▶ **Angezeigter Text**:
„Die Affäre Rue de Lourcine“ in den Kammerspielen: Ein Lustspiel, in dem das Abgründige nur aufblitzt.
Unangenehm, wenn man mit einem Filmriss aufwacht. Lenglumé passiert das, er kann sich nicht mal mehr erinnern, dass er seine Hose angelassen hat, als er ins Bett gegangen ist. „Nanu, ich bin ja drin“, sagt er nach erfolgreicher Suche. Geschweige denn kann er sich erinnern, warum da ein fremder Mann in seinem Bett liegt.
Das ist die Ausgangslage in Eugène Labiches Komödie „Die Affäre Rue de Lourcine“, die am Samstag in einer Übersetzung von Elfriede Jelinek in den Wiener Kammerspielen Premiere hatte. Die Situation erschüttert Lenglumé erst mal nicht weiter, bis seine Frau beim Frühstück – gemeinsam mit dem Mann, mit dem er die Nacht so gedächtnisvernichtend durchgesoffen hat – aus der Zeitung vorliest. Eine Kohlenträgerin ist in der Nacht ermordet worden. Am Tatort zurückgeblieben sind ein grüner Regenschirm mit Affenkopf und ein Taschentuch mit Monogramm – just die Objekte, die Lenglumé und Trinkkumpan Mistingue vermissen. Und außerdem haben beide je ein Kohlestück in ihren weißen Hosentaschen.
Restalkohol
Nun setzt die Panik ein. Wie die Tat verheimlichen? Ganz einfach, alle, die etwas wissen oder ahnen, müssen aus dem Weg geräumt werden. Gar nicht so einfach, wenn man noch mit Restalkohol zu kämpfen hat. Da leidet das kriminelle Kalkül mitunter etwas. Aus diesen Verwicklungen speist sich der Humor des Stücks, das manche für ein seichtes Komödchen mit nur einer matten Pointe halten, andere wieder für einen Ansatz zum absurden Theater.

▶ **Bereitgestellte Daten**:
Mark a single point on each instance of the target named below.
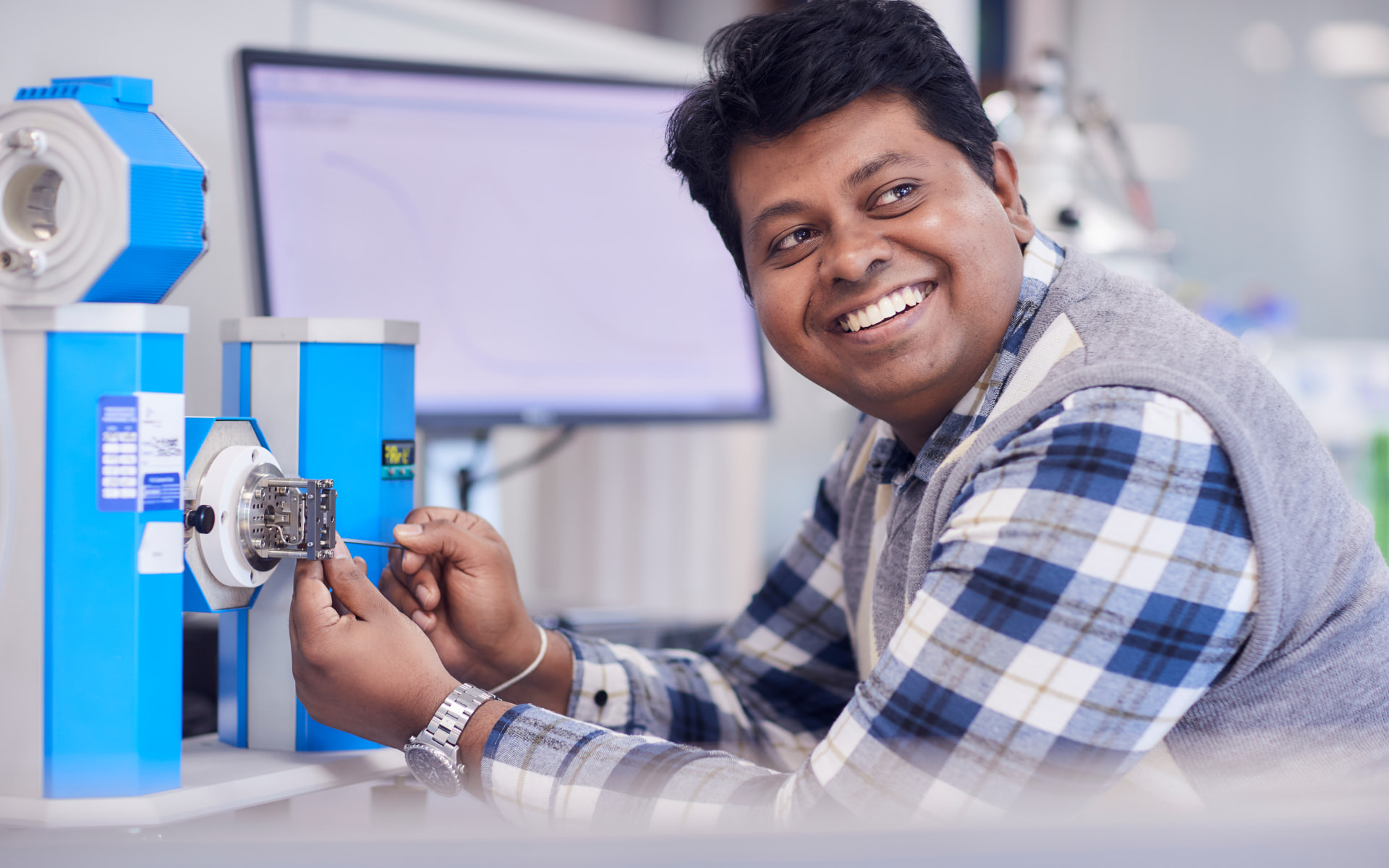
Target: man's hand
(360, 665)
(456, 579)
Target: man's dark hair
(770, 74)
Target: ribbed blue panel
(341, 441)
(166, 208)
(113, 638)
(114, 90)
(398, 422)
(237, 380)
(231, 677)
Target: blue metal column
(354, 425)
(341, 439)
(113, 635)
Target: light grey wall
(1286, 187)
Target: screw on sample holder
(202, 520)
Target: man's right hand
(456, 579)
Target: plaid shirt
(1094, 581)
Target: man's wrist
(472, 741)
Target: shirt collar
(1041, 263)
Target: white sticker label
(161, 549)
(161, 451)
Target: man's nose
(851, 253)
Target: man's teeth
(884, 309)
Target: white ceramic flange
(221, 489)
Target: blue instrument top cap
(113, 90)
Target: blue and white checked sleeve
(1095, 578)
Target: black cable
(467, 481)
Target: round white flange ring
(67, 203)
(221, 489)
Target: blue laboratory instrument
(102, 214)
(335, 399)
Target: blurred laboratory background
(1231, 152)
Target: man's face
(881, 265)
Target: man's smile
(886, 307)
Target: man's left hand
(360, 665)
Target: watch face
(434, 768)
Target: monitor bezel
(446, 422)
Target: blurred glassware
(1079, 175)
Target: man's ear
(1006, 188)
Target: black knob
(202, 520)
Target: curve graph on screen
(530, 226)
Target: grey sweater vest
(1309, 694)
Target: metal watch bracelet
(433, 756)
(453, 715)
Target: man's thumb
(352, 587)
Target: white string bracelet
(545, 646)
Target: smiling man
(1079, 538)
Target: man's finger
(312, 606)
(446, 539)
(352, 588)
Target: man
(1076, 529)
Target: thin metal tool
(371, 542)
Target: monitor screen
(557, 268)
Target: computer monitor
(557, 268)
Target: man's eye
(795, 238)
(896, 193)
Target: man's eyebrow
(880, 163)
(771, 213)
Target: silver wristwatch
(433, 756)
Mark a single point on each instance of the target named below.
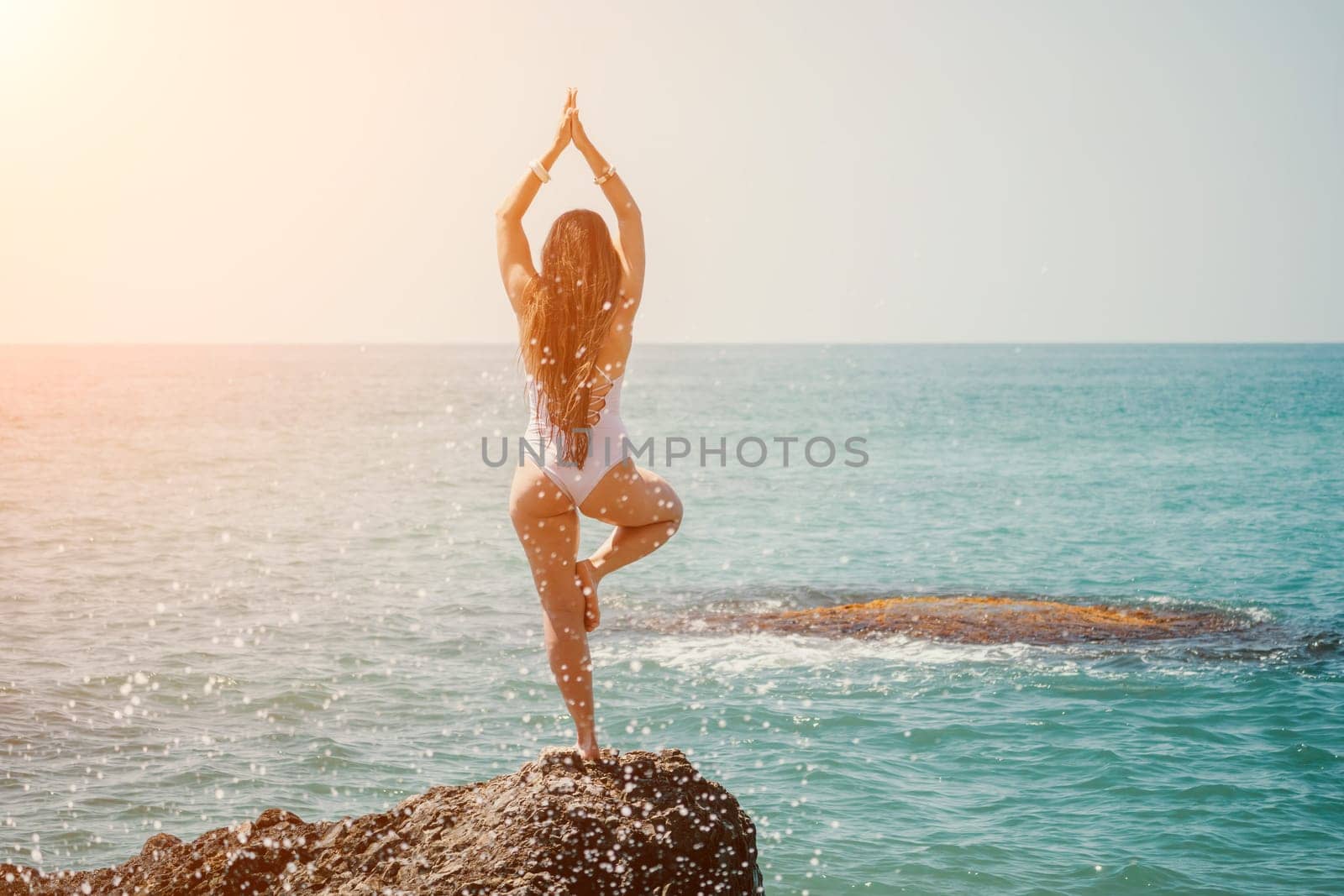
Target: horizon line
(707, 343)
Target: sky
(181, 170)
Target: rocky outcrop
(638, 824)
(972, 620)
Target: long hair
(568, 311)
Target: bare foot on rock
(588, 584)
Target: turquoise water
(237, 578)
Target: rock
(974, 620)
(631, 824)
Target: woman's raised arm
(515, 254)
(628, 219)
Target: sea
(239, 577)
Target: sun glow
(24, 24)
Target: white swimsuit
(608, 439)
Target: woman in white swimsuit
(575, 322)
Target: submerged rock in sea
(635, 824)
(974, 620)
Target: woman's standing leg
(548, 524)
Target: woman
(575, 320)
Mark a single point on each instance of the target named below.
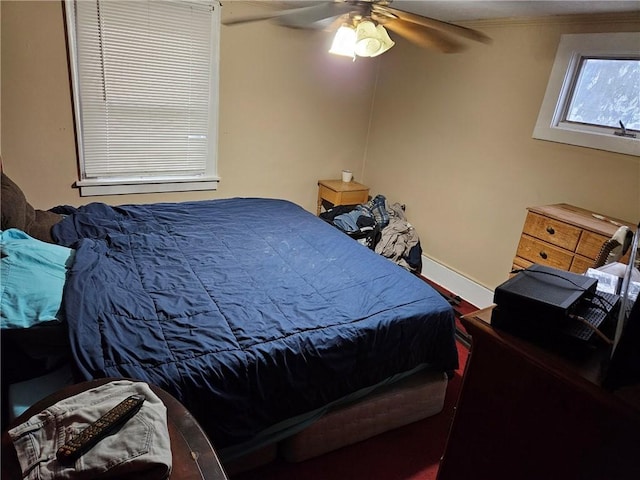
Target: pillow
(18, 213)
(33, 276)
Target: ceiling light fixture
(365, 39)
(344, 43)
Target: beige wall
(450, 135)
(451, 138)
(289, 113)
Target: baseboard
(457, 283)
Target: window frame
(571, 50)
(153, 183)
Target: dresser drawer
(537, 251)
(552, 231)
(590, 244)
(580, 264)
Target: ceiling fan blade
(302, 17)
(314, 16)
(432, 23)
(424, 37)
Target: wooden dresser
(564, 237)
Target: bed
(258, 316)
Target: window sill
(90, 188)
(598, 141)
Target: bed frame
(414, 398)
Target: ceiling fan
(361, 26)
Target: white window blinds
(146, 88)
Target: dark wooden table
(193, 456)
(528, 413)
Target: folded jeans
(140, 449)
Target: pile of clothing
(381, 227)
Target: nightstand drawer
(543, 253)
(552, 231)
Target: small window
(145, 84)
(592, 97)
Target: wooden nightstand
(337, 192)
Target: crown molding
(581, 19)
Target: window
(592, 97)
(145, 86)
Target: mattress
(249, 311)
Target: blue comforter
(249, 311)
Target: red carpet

▶ **Aufgaben**:
**1.** Welche Gegenstände bleiben laut der Kritik zur „Affäre Rue de Lourcine“ am Tatort zurück?
**2.** Schreib bitte den Abschnitt aus der Kritik zur „Affäre Rue de Lourcine“ wortgetreu ab, beginnend mit „Unangenehm, wenn man“ und weiter bis einschließlich „seinem Bett liegt.“.
**3.** Führe die Kritik zur „Affäre Rue de Lourcine“ im Anschluss an ihren letzten Satz weiter.

▶ **Ergebnisse**:
**1.** Ein grüner Regenschirm mit Affenkopf und ein Taschentuch mit Monogramm.

**2.**
Unangenehm, wenn man mit einem Filmriss aufwacht. Lenglumé passiert das, er kann sich nicht mal mehr erinnern, dass er seine Hose angelassen hat, als er ins Bett gegangen ist. „Nanu, ich bin ja drin“, sagt er nach erfolgreicher Suche. Geschweige denn kann er sich erinnern, warum da ein fremder Mann in seinem Bett liegt.

**3.**
Achtung, Schiebetür
Regisseurin Alexandra Liedtke hat sich in den Kammerspielen für eine recht klassische Lustspielvariante entschieden. Die Bühne (Philip Rubner) ist eine Reduktion in Weiß und Salbei. Es gibt ein Klavier (das aber Veit-Jacob Walter aus dem Off spielt), einen Tisch mit Wein und Wasser. Und zwei Türen, denen in solchen Komödien immer eine wichtige Rolle zukommt. Dass sich eine davon unvermittelt als Schiebetür erweist, sorgt für eine der besten Pointen das Abends.
Michael Dangl spielt den Lenglumé mit großer Lust am Betrunkenenslapstick, Marcus Bluhm als sein Partner in Crime ist ein gewandtes Gegenüber. Melanie Hackl sorgt als Dienerin Justine für fast akrobatische Körperhumor-Momente durch besondere Biegsamkeit und hat das beste Kostüm (Su Bühler), sie sieht aus wie Cyndi Lauper auf der Latexfetischparty. Robert Joseph Bartl spielt Lenglumés Vetter Potard mit allerlei Anleihen aus Filmen, etwa „Austin Powers“. Die herausragendste Darstellung kommt von Kimberly Rydell als Lenglumés Frau, der Liedtkes Inszenierung eine größere Bedeutung zuschanzt. Wie sie ihren Gewaltwunsch gegen ihren Gatten mal mehr, mal weniger gut in sich hineinfrisst, ist wirklich unterhaltsam anzusehen.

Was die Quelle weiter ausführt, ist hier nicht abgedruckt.